- [SELECTED TEXT]:
<<<<

Greedy

Greedy-family methods iteratively construct the seed set by maximizing the marginal spread gain in each round. They directly optimize:

\[\Delta(v \mid S) = f(S \cup \{v\}) - f(S)\]

where \(f(\cdot)\) is the expected influence spread under the selected diffusion model.

Under classical assumptions where the influence objective is monotone and submodular, the standard greedy algorithm provides a \((1 - 1/e)\) approximation guarantee. In engineering practice, the objective value is estimated by Monte-Carlo simulation. FS_GPlib provides both the vanilla version and a caching-enhanced variant.

Available Algorithms

GreedyIM

class fs_gplib.InfluenceMaximization.greedy.GreedyIM(model, seed_size: int, influenced_type: List[int] | None = None, MC: int = 1000, iterations_times: int = 100, verbose: bool = True)[source]

Bases: BaseInfluenceMaximizer

Greedy Influence Maximization algorithm.

Selects seeds iteratively, each time picking the node that maximizes the marginal influence spread. Under classical assumptions where the influence objective is monotone and submodular, this provides a (1 - 1/e) approximation guarantee for the optimal seed set. In practice, spread is estimated by Monte-Carlo simulation.

>>>>

- [DATA FOR REVIEW]:
<<<<

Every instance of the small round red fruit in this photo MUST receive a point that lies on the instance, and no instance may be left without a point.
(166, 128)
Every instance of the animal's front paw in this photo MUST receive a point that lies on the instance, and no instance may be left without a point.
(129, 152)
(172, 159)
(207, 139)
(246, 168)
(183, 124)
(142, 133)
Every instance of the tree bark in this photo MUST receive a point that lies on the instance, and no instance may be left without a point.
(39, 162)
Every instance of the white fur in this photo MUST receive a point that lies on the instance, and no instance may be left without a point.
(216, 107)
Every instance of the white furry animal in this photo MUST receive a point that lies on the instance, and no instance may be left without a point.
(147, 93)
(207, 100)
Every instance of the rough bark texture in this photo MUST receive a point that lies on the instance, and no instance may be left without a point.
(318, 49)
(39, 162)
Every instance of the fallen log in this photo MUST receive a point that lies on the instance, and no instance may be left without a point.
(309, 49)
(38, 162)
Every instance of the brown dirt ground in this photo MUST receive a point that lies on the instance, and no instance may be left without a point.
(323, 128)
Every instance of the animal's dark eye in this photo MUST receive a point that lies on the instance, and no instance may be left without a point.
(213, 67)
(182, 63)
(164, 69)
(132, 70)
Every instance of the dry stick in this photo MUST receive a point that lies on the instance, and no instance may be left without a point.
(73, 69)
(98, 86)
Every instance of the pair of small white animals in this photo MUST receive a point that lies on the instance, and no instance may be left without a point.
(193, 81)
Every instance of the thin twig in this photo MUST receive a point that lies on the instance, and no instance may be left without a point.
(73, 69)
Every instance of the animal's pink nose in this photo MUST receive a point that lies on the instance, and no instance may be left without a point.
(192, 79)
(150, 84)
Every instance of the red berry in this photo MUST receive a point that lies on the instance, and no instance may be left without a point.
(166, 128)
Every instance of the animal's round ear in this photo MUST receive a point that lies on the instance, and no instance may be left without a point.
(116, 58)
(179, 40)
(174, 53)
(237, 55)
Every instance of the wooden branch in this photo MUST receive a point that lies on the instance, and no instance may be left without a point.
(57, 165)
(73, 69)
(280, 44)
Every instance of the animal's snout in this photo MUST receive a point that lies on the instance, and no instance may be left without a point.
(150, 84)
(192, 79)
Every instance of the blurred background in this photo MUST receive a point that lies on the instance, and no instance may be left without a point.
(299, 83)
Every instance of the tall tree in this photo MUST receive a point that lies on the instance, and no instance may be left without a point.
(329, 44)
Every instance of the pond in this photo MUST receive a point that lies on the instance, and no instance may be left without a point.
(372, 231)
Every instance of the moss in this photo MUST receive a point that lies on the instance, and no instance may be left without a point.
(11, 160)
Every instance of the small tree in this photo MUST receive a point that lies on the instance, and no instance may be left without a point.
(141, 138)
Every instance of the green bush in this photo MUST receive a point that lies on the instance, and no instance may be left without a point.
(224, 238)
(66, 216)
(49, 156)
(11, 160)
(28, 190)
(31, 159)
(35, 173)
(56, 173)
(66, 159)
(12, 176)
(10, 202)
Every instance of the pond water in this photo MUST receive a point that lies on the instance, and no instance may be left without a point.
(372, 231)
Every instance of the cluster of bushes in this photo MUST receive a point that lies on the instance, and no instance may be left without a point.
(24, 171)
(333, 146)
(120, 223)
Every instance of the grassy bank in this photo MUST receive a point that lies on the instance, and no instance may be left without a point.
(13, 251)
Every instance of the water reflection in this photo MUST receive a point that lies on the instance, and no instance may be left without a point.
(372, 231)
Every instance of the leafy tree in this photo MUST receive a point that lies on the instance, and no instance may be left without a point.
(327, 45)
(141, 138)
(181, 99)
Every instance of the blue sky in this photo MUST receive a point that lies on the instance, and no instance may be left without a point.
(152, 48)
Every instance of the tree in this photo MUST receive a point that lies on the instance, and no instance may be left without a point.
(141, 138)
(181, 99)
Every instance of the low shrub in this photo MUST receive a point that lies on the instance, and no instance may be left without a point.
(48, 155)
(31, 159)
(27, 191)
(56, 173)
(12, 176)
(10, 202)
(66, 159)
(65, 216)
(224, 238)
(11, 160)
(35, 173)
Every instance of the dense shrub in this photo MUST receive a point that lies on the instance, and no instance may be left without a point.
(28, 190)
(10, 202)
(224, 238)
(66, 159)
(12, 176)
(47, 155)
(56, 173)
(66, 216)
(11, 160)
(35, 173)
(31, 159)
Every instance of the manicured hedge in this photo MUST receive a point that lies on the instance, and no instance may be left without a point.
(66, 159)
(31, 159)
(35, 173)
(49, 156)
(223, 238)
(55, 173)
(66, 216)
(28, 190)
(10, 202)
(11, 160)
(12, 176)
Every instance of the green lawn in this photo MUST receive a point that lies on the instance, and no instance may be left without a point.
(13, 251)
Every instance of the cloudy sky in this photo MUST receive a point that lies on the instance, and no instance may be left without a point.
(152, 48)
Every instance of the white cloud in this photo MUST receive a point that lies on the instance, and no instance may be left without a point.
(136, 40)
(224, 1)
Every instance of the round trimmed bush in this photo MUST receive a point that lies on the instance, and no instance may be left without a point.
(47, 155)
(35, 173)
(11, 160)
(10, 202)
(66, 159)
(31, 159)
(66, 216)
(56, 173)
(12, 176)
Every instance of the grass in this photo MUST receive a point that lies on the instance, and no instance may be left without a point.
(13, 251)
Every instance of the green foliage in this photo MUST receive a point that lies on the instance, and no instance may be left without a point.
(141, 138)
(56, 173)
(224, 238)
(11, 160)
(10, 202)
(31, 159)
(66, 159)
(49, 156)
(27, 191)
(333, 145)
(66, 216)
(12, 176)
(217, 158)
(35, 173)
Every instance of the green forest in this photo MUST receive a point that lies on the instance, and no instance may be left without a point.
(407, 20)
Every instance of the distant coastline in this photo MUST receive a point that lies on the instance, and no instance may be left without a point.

>>>>

- [PARTS OF THE EXERCISE]:
1: According to the text on greedy influence maximization, how is the objective value estimated in engineering practice?
2: From the text on greedy influence maximization, reproduce everything from "Available Algorithms" down to "Influence Maximization algorithm.".
3: Write the next part of the text on greedy influence maximization, picking up right after its final sentence.
The listing has no connection to the text on greedy influence maximization.

- [ANSWERS PROVIDED]:
1: It is estimated by Monte-Carlo simulation.

2:
Available Algorithms

GreedyIM

class fs_gplib.InfluenceMaximization.greedy.GreedyIM(model, seed_size: int, influenced_type: List[int] | None = None, MC: int = 1000, iterations_times: int = 100, verbose: bool = True)[source]

Bases: BaseInfluenceMaximizer

Greedy Influence Maximization algorithm.

3:
Algorithm:

S = {} for i in range(k):

for each node v not in S:

compute marginal_gain = spread(S ∪ {v}) - spread(S)

S = S ∪ {argmax_v marginal_gain}

Parameters:
  • model -- A diffusion model from fs_gplib.Epidemics.

  • seed_size -- Number of seeds to select.

  • influenced_type -- Set of node state values that count as influenced.

  • MC -- Monte-Carlo simulations per spread estimate.

  • iterations_times -- Diffusion steps per simulation.

  • verbose -- Whether to show progress during selection.

Example:

from fs_gplib.InfluenceMaximization import GreedyIM
from fs_gplib.Epidemics import SIRModel

model = SIRModel(
    data=graph_data,
    seeds=[],
    infection_beta=0.05,
    recovery_lambda=0.01
)

im = GreedyIM(
    model=model,
    seed_size=10,
    influenced_type=[1, 2],
    MC=500,
    iterations_times=100
)
seeds = im.fit()
fit() List[int][source]

Run the greedy algorithm to select seed nodes.

Returns:

List of selected seed node indices.

Return type:

list[int]

GreedyIMWithCaching

class fs_gplib.InfluenceMaximization.greedy.GreedyIMWithCaching(model, seed_size: int, influenced_type: List[int] | None = None, MC: int = 1000, iterations_times: int = 100, verbose: bool = True)[source]

Bases: BaseInfluenceMaximizer

Greedy IM with spread caching to reduce redundant simulations.

This version caches spread estimates for previously evaluated seed sets, significantly reducing computation when the same seed combinations are evaluated multiple times.

Parameters:
  • model -- A diffusion model from fs_gplib.Epidemics.

  • seed_size -- Number of seeds to select.

  • influenced_type -- Set of node state values that count as influenced.

  • MC -- Monte-Carlo simulations per spread estimate.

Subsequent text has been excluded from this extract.